TEXTAUSZUG
Denn: "Dass wir Unterstützung brauchen und dass die Manpower zu gering ist, wir zu wenig Personal haben in verschiedenen medizinischen Bereichen, das trifft uns überall in der Branche." Zustimmung zum Digitalisierungsgesetz, das – die "größte KI auswertebare Medizindatensatz der Welt" und somit neue Therapien ermögliche – kam wiederum von Felix Nensa von der Uni-Klinik in Essen (Lanz: "Nur Lauterbach-Groupies hier auf der Bank").
An Ausruhen könnte Lauterbach allerdings nicht denken. "Mir tut es weh, wenn alle auf ihm herumhaken wegen dieser Cannabis-Geschichte", nannte es Nensa beim Namen: "Er muss es echt schaffen." Gemeint wäre nicht die "Sache mit dem Kiffen", wie Moderator Lanz nachfragte, sondern "die Reform, das große Ding, um das es eigentlich geht. Wenn er das nicht schafft, fährt dieses System gegen die Wand, das dauert nicht mehr lange."
Karl Lauterbach über die "Schicksalswochen"
Ab dem 1. Mai sollen etwa durch ein Transparenzgesetz Patientinnen und Patienten einsehen können, welche Kliniken auf welchen Fachgebieten welche Behandlungsqualität bieten können. "Das ist ein gewaltiger Umbau, und die Bundesländer, stehen auf der Bremse", erklärte Amann. Gesundheitspolitiker hätten die Sorge, dass sich kleine Kliniken nicht mehr finanzieren können.

AUFGABE 1
Ab welchem Datum sollen Patientinnen und Patienten laut dem Textauszug einsehen können, welche Kliniken welche Behandlungsqualität bieten?
AUFGABE 2
Schreiben Sie aus dem Textauszug die Stelle von „Karl Lauterbach über“ bis einschließlich „mehr finanzieren können.“ wortgetreu ab.
Die Zeilen sind eigenständiges Material und gehören nicht zum Textauszug.

VORLIEGENDE ZEILEN
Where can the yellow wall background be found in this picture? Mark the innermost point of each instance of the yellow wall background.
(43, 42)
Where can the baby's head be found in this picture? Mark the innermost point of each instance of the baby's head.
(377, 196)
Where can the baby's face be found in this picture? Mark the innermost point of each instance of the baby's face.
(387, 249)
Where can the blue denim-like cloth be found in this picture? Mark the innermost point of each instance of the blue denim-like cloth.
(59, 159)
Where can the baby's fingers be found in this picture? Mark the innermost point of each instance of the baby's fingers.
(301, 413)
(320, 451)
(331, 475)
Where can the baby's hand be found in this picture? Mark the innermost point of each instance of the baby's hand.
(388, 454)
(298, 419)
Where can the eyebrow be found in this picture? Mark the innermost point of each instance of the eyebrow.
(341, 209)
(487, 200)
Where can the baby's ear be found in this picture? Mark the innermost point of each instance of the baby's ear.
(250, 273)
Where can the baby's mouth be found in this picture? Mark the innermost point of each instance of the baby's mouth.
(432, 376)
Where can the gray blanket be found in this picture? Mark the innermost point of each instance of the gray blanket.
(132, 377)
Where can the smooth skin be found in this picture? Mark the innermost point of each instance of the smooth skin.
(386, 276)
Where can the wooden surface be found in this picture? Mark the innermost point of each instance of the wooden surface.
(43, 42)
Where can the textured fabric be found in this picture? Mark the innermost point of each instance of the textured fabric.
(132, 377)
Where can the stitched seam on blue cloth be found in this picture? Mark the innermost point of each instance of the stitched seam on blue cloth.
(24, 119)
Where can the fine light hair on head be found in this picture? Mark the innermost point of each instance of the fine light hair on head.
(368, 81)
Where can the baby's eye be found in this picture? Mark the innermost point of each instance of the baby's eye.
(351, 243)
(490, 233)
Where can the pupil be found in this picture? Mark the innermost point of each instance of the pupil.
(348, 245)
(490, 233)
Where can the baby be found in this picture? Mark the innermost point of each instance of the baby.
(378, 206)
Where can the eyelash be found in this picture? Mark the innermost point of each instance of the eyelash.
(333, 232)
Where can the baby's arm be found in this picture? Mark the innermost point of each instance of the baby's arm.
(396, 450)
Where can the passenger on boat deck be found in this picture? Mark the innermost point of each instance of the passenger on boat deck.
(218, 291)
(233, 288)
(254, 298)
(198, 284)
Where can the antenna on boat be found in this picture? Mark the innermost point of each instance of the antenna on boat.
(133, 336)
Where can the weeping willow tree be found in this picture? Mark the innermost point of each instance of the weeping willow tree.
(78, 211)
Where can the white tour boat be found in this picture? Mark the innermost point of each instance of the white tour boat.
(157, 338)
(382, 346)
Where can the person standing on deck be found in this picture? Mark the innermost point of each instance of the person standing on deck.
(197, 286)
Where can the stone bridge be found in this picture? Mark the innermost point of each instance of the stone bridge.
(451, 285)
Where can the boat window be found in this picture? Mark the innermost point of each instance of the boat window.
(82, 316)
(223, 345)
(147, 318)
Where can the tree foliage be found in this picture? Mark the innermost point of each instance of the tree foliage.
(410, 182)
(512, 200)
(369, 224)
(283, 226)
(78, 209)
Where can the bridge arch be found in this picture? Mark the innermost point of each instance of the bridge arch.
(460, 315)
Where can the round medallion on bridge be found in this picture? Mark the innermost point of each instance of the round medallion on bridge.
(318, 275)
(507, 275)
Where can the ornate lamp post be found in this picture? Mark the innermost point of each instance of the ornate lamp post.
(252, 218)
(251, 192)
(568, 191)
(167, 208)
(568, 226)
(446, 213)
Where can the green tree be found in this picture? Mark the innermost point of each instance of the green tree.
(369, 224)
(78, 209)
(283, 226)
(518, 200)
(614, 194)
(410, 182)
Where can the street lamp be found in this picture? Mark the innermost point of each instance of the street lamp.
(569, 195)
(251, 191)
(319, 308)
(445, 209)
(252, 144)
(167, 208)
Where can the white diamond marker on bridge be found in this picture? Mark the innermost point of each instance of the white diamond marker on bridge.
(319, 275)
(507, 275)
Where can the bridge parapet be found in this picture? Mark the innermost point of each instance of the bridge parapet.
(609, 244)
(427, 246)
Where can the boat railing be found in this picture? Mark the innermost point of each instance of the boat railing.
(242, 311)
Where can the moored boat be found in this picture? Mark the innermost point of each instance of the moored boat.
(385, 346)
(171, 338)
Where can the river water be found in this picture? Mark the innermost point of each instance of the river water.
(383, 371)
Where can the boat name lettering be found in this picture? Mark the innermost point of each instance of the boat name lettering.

ANTWORT 1
Ab dem 1. Mai.

ANTWORT 2
Karl Lauterbach über die "Schicksalswochen"
Ab dem 1. Mai sollen etwa durch ein Transparenzgesetz Patientinnen und Patienten einsehen können, welche Kliniken auf welchen Fachgebieten welche Behandlungsqualität bieten können. "Das ist ein gewaltiger Umbau, und die Bundesländer, stehen auf der Bremse", erklärte Amann. Gesundheitspolitiker hätten die Sorge, dass sich kleine Kliniken nicht mehr finanzieren können.